Asya’irah Sesat karena Melakukan Takwil?
LABEL sesat begitu mudahnya diberikan lantaran ketidaksetujuan pada sebuah pendapat. Bahkan, hal itu diberikan seseorang kepada ajaran yang telah mapan berabad-abad. Sebagaimana dilakukan Firanda, yang menuduh ajaran Asy’ariyah sesat.
Ustad Faris Khoirul Anam, Lc., M.H.I, dengan tenang memberikan sanggahan dan penjelasan terhadap hal itu. Ustad yang aktif di Masjid Agung Kota Malang ini, menulis pembelaannya pada ajaran Imam Abul Hasan al-Asy’ari, pada 16 Syawwal 1438 H / 10 Juli 2017, lantaran tuduhan Firanda itu beredar luas di media sosial, khususnya youtube.
“Antum (sampean) mengatakan Asya’irah sesat karena menakwil sifat-sifat Allah. Padahal takwil dilakukan oleh para ulama salaf, baik dari kalangan sahabat, tabi’in, dan generasi setelahnya,” kata Ustad Faris Khoirul Anam, yang diarahkan kepada Firanda.
Berikut penjelasan selanjutnya dari Ustad Faris, Tim Aswaja NU Center Jawa Timur:
Telah maklum bahwa Ibnu Abbas, Mujahid, Ikrimah, al-Dhahhak, Qatadah, Sa’id bin Jubair telah mentakwil kata “al-saq” dengan “perkara berat” atau “syiddat al-amr” (lihat: al-Thabari, Vol 29, 38 dan al-Qurthubi, Vol. 18, 249). Mujahid mentakwil “wajh Allah” dengan “qiblat Allah” (lihat: al-Thabari, Vol. 1, 402). Sebagaimana Mujahid, Abu Ubaidah, dan al-Dhahhak mentakwil “Illa Wajhah” dengan “Illa Huwa” atau “Kecuali Dia” (lihat: al-Qurthubi, Vol. 13, 322, al-Thabari, Vol. 20, 82).
Ulama generasi berikutnya, Ibnu Jarir al-Thabari mentakwil “istiwa” dengan “ketinggian dan kekuasaan” atau “al-‘uluww wa al-sulthan” (lihat: Tafsir al-Thabari, Vol. 1, 192). Takwil senada diriwayatkan dari al-Hasan dan al-Tsauri (lihat: Mirqah al-Mafatih, Vol. 10, 137 dan Tafsir al-Iz bin Abdissalam, Vol. 1, 485-486). Imam Ahmad juga mentakwil “wa jaa-a Rabbuka” dengan “jaa-a tsawaabuhu” atau “telah datang pahala dari-Nya” (disebutkan oleh Ibnu Katsir, dari riwayat al-Baihaqi yang menyatakan, sanad ini ‘tidak ada debunya’, alias jelas. Lihat: al-Bidayah wa al-Nihayah, Vol. 10, 327). Takwil tersebut juga diriwayatkan dari Ibnu Abbas (lihat: Tafsir al-Nasafi, Vol. 4, 378).

## TUGAS ANDA
A - Menurut teks tentang tuduhan sesat terhadap Asya'irah, di masjid mana Ustad Faris Khoirul Anam aktif?
B - Lanjutkan teks tentang tuduhan sesat terhadap Asya'irah, mulai tepat setelah kalimat terakhirnya.
Data di bawah ini tidak diperlukan.

[Butir dataset]
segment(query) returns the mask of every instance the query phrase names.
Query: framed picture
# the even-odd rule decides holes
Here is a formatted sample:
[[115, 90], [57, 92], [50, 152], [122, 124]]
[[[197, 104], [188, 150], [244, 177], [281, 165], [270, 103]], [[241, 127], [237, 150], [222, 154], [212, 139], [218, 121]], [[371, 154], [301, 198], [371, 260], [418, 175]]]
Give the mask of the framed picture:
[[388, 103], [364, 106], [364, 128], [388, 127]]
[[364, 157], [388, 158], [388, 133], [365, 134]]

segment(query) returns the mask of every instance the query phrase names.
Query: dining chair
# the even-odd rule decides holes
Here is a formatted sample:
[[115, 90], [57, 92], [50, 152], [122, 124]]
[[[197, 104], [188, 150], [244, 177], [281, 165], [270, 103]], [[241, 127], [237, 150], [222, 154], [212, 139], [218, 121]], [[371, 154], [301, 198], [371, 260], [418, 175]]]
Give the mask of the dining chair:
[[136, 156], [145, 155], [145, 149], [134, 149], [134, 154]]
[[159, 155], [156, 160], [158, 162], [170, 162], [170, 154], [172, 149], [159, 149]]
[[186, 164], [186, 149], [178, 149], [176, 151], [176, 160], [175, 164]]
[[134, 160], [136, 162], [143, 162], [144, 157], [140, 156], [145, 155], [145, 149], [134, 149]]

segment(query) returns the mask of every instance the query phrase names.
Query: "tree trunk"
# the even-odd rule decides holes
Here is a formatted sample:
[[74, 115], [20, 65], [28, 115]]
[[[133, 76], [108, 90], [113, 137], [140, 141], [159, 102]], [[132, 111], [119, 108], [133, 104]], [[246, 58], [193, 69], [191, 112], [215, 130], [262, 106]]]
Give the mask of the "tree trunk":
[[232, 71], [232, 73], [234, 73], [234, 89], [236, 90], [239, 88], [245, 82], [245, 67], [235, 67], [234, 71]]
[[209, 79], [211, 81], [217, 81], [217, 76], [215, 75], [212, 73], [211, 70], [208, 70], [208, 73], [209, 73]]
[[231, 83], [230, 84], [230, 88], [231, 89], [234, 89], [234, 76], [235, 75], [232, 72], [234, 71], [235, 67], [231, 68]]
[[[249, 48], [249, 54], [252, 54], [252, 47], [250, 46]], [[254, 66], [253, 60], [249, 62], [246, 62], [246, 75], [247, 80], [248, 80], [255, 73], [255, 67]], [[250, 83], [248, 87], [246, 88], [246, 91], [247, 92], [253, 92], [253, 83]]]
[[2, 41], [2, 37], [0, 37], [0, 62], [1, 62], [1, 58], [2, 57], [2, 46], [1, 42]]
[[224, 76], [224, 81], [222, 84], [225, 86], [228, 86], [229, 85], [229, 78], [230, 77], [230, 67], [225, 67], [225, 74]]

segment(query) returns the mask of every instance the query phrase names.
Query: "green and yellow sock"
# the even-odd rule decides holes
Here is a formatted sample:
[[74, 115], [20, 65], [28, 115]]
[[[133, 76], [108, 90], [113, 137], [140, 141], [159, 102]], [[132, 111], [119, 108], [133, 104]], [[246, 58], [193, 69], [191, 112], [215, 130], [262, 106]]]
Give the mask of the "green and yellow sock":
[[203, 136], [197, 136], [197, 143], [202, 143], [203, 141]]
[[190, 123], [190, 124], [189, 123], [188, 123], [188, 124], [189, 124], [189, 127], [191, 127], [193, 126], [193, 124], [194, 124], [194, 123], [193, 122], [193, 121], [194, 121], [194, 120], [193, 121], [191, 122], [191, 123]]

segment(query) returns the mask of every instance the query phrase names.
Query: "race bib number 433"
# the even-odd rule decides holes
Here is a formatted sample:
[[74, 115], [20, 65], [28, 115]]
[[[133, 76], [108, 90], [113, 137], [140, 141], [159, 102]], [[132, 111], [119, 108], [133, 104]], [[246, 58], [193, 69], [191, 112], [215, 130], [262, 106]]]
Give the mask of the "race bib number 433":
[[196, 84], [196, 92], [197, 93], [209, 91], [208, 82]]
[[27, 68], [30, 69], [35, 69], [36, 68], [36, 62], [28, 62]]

## JAWABAN
A - Masjid Agung Kota Malang.

B -
Rujukan hadits umat Islam, Imam Bukhari pun mentakwil kata “al-dhahk” – yang makna zhahirnya adalah tertawa – dengan “rahmat” (lihat: al-Baihaqi, al-Asma wa al-Shifat, hal. 470). Beliau juga mentakwil “illa Wajhah” dengan “Illa Mulkah” atau “kecuali Kerajaan-Nya” (lihat: Fath al-Bari, Vol. 8, 364).
Dus, seandainya takwil dikatakan sesat, maka tuduhan ini juga akan menyasar para sahabat, tabi’in, dan ulama-ulama kesohor umat ini.
“Bukankah ini perkara yang sangat berat, Ya Ustadz Firanda?,” Tanya Ustad Faris Khoirul Anam, mengakhiri penjelasannya. “Semoga Allah menjaga umat ini dari kesesatan dan kegegabahan untuk memvonis yang lain berada dalam kesesatan.”
Allah berfirman, “Wa laa taj’al fii qalbinaa ghila lilladziina aamanu rabbana innaka ra’uufurahiim.”
”... dan janganlah Engkau membiarkan kedengkian dalam hati kami terhadap orang-orang yang beriman Ya Tuhan kami, sesungguhnya Engkau Maha Penyantun lagi Maha Penyanyang." (QS. al-Hasyr [59]: 10)
Wallahul Muwaffiq ila Aqwamit Thariq. (habis/adi)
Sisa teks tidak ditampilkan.